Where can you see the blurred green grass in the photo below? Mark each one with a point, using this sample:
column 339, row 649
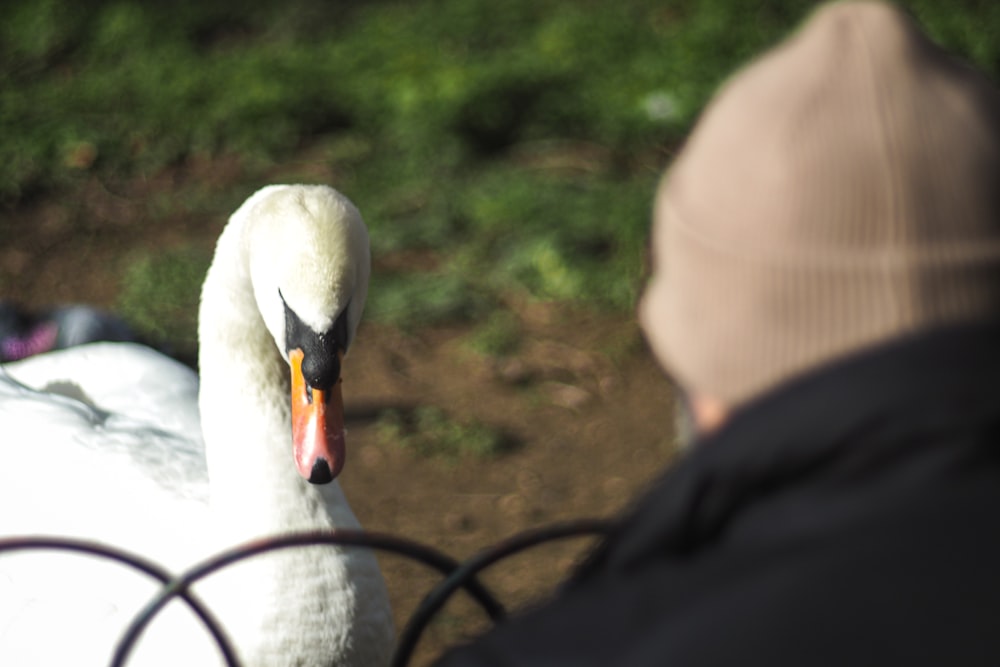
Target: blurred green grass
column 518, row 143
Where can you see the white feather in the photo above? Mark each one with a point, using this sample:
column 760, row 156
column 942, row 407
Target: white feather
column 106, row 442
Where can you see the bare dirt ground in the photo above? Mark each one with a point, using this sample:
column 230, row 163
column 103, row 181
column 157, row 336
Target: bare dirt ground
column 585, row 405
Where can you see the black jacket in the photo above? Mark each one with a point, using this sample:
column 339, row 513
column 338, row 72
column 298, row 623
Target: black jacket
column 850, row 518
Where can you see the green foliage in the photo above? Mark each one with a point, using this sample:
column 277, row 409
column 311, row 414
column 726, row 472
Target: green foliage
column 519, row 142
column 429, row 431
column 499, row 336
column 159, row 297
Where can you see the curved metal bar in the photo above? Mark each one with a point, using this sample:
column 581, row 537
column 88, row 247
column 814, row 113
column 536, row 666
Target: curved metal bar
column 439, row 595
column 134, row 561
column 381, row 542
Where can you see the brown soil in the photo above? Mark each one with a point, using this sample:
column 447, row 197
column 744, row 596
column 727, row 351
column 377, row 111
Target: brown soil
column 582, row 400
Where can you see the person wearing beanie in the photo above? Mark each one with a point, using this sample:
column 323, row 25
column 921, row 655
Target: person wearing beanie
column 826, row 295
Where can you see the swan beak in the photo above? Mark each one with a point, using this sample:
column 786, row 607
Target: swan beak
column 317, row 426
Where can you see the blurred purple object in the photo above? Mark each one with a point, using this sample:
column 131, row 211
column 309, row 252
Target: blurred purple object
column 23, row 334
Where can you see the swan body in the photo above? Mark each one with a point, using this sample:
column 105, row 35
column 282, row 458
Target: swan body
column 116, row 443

________________________

## WHAT YOU WILL DO
Only those lines of the entries above that run from the line containing "column 338, row 72" to the line containing "column 726, row 472", both included, should be transcribed exactly.

## REPLY TO THE TASK
column 338, row 72
column 298, row 623
Target: black jacket
column 850, row 518
Where can you see the green foliage in the photo above? Mark each one with a point, using this sample:
column 277, row 409
column 311, row 414
column 726, row 472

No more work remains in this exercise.